Start

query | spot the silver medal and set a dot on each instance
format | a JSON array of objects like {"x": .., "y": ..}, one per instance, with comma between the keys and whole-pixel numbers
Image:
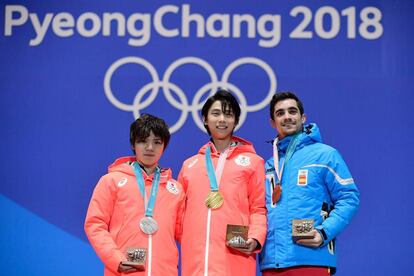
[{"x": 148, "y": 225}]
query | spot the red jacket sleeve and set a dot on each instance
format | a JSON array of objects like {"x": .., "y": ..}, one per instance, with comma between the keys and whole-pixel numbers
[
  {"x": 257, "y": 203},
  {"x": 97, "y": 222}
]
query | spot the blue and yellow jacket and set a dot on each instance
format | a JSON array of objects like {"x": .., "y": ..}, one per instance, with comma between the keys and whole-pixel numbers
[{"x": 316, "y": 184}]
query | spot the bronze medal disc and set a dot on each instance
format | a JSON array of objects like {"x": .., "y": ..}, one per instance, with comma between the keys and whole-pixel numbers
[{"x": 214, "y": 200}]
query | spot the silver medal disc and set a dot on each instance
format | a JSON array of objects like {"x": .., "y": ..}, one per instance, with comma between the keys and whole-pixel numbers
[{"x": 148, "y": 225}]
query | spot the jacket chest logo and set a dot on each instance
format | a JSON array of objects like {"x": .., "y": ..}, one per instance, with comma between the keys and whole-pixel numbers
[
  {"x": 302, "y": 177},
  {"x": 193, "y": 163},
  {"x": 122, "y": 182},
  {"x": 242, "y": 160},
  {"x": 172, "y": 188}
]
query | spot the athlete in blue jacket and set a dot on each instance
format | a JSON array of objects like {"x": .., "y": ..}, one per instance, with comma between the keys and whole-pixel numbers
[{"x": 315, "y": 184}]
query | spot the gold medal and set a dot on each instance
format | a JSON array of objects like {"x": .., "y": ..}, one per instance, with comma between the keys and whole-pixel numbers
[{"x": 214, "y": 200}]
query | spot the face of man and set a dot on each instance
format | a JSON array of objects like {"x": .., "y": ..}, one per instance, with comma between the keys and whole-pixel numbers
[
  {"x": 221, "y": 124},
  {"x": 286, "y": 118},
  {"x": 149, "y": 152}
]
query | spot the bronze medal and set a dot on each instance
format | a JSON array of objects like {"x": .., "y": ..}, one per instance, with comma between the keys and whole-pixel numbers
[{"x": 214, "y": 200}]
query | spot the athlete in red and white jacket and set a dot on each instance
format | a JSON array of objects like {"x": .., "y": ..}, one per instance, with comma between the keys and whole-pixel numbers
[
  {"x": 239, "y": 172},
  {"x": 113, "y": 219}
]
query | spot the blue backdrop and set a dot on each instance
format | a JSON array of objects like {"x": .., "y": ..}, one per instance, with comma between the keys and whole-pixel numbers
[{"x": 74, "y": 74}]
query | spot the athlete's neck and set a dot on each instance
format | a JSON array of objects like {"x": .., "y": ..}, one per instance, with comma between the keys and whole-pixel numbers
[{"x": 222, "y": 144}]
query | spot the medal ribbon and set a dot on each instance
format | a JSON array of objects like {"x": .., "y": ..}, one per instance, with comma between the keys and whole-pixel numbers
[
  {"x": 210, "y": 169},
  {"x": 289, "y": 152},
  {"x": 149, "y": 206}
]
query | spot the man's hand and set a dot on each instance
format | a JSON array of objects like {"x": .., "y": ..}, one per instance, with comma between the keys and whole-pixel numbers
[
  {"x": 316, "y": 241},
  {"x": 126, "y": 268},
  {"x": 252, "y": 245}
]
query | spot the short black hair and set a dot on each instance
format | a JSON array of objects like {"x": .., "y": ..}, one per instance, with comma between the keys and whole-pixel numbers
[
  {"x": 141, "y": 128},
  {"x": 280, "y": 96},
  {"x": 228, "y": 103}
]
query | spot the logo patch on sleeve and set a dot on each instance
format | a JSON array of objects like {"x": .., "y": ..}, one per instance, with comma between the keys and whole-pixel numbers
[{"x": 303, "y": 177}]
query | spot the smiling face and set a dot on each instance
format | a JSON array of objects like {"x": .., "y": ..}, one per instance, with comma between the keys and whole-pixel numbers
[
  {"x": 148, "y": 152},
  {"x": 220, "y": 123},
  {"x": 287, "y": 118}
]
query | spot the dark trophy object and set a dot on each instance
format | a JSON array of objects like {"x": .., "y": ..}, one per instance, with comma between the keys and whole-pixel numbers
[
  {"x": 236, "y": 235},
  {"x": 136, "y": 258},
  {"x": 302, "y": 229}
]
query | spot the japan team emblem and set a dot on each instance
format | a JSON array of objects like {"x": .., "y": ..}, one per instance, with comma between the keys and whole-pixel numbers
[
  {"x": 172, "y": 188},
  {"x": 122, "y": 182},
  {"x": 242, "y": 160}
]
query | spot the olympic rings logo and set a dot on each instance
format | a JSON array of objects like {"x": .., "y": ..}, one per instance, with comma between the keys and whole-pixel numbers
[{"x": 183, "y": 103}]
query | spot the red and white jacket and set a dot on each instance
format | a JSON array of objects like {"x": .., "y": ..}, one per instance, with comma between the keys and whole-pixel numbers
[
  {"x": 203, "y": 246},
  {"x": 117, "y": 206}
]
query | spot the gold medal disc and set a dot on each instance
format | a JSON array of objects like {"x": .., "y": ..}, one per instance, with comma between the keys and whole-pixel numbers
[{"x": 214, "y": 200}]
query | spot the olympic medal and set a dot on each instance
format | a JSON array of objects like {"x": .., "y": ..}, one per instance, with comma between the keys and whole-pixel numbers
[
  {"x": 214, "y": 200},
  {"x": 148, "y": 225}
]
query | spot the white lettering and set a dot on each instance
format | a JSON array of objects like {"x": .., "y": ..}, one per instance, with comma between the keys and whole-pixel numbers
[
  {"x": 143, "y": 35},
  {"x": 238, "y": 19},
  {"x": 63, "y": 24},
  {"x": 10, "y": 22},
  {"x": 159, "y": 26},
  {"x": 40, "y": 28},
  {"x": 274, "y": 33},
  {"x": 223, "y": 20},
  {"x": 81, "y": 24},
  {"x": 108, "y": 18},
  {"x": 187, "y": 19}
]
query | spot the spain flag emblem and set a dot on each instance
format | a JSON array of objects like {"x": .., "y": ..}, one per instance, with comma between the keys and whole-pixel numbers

End
Start

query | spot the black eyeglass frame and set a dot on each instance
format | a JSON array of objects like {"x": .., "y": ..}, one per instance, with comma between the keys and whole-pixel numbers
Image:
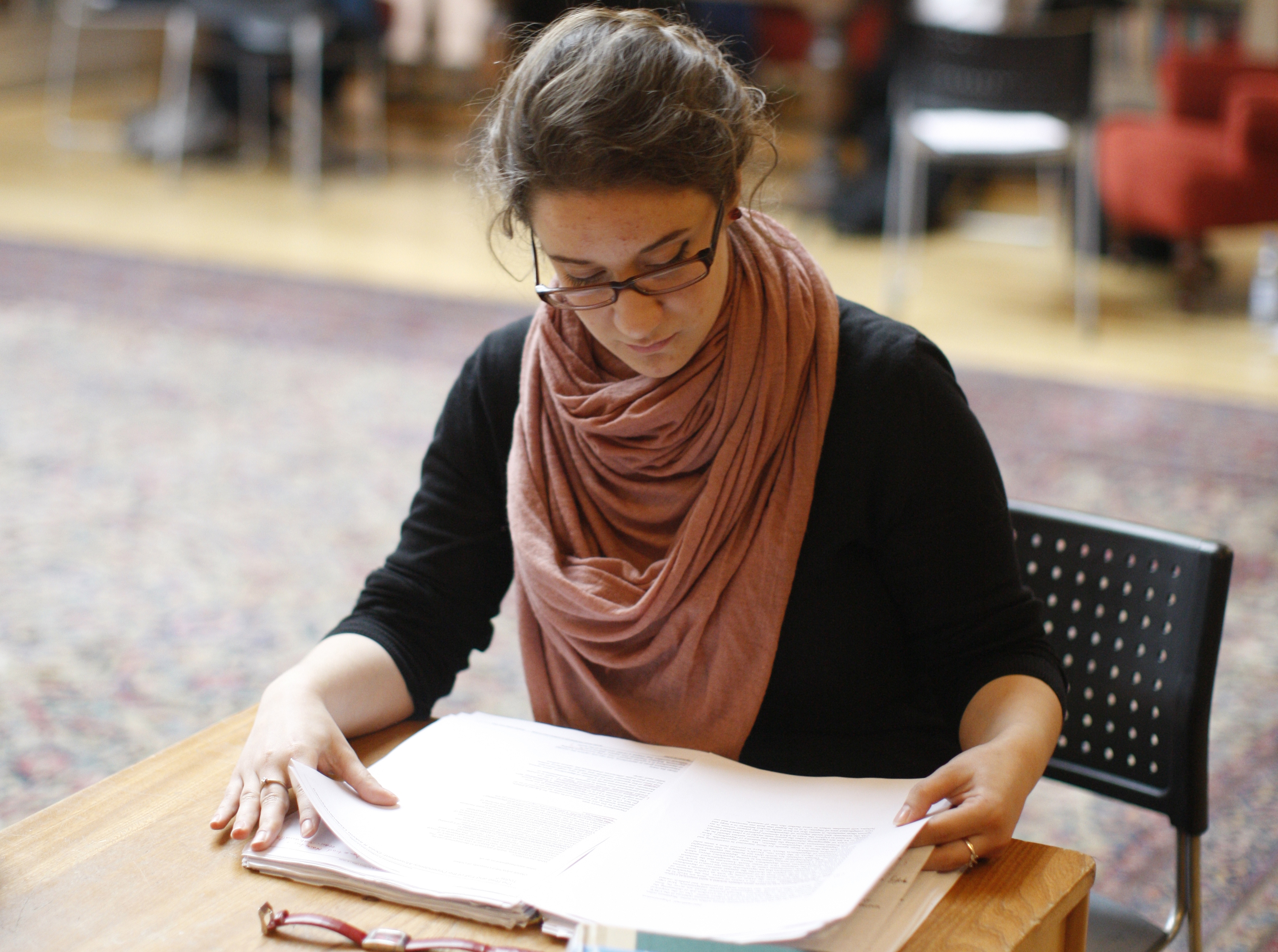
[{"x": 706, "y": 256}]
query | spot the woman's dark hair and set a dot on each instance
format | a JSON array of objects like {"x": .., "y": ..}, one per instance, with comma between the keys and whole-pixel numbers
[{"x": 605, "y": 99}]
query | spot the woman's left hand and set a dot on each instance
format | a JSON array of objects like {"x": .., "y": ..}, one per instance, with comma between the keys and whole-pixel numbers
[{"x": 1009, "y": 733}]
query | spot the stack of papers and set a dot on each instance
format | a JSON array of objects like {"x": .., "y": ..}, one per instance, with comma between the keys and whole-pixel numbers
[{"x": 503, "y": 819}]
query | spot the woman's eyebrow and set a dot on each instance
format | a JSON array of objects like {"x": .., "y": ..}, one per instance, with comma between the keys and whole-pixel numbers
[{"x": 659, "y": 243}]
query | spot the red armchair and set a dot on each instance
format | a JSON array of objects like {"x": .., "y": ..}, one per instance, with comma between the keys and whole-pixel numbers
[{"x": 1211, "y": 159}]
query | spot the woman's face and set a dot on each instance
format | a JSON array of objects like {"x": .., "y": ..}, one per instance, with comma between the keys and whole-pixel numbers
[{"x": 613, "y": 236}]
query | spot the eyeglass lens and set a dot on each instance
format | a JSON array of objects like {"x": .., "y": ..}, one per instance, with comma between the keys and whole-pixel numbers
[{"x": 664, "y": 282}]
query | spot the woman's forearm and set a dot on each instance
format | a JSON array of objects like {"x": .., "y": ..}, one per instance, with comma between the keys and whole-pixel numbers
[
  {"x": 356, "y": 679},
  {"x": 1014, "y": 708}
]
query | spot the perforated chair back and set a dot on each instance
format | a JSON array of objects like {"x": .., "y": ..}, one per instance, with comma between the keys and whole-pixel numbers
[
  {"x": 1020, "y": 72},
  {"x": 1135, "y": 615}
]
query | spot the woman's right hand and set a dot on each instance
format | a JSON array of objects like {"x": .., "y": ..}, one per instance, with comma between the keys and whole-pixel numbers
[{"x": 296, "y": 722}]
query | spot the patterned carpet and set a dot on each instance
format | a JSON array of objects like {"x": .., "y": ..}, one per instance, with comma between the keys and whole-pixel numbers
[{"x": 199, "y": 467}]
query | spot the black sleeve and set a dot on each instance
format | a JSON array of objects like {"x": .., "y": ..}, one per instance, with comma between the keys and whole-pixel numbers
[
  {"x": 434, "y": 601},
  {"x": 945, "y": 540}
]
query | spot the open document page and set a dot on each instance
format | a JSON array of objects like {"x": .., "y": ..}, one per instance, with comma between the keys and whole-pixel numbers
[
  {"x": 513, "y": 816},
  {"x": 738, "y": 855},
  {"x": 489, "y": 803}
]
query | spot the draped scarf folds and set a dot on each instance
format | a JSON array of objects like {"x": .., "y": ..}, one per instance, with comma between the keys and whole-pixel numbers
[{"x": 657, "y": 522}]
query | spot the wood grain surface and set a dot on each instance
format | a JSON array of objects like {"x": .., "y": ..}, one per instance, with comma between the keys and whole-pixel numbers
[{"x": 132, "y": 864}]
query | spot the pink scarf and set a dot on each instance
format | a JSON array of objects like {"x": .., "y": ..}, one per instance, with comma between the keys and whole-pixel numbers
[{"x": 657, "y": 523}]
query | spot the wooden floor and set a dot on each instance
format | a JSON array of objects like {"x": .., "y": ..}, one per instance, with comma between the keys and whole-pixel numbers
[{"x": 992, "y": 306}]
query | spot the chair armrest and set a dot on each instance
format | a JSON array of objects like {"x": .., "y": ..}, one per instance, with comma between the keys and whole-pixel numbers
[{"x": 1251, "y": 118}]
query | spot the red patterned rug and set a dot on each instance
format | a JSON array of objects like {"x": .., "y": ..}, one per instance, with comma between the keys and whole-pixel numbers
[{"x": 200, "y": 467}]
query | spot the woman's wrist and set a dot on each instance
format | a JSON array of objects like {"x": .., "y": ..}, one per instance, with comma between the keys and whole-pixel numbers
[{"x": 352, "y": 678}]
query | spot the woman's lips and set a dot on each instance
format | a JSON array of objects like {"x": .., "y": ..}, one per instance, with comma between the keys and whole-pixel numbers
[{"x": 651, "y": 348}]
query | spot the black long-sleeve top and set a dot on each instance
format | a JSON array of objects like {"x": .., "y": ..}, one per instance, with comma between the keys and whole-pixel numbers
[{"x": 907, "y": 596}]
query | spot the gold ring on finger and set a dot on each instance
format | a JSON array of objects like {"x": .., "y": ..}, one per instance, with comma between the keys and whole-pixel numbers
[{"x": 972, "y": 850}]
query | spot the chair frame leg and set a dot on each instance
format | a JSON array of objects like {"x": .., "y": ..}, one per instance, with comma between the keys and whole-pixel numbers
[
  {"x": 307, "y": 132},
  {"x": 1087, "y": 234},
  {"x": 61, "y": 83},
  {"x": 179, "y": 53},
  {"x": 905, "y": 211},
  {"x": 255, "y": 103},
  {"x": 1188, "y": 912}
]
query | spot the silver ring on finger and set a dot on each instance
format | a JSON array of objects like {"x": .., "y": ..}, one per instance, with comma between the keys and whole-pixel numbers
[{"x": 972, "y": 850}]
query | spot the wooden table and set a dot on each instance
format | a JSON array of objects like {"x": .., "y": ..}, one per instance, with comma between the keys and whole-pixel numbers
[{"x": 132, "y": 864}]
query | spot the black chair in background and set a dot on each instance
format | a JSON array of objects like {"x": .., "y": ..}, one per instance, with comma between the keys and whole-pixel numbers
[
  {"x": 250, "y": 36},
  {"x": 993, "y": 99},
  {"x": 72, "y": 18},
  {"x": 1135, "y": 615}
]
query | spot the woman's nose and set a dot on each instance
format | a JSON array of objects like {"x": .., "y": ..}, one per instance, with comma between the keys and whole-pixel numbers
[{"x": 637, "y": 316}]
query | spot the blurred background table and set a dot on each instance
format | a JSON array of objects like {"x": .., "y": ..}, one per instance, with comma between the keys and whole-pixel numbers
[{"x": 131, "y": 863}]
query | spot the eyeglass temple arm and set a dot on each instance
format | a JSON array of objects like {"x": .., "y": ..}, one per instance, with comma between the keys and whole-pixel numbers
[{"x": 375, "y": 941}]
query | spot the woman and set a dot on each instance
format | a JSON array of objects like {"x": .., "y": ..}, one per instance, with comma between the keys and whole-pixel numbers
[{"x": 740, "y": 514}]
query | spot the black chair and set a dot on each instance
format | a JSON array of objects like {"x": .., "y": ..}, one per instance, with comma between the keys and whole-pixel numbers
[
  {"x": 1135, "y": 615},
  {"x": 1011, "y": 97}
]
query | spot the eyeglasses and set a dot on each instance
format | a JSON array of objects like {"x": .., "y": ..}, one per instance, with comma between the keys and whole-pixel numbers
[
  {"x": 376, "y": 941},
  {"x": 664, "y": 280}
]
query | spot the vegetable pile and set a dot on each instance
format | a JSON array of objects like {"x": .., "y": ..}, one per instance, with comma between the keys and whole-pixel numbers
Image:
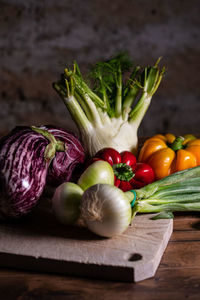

End

Return every line of the items above that holds the word "emblem".

query | spot the japan team emblem and set a dot on each instance
query | spot the spain flag emblem and set a dot on each instance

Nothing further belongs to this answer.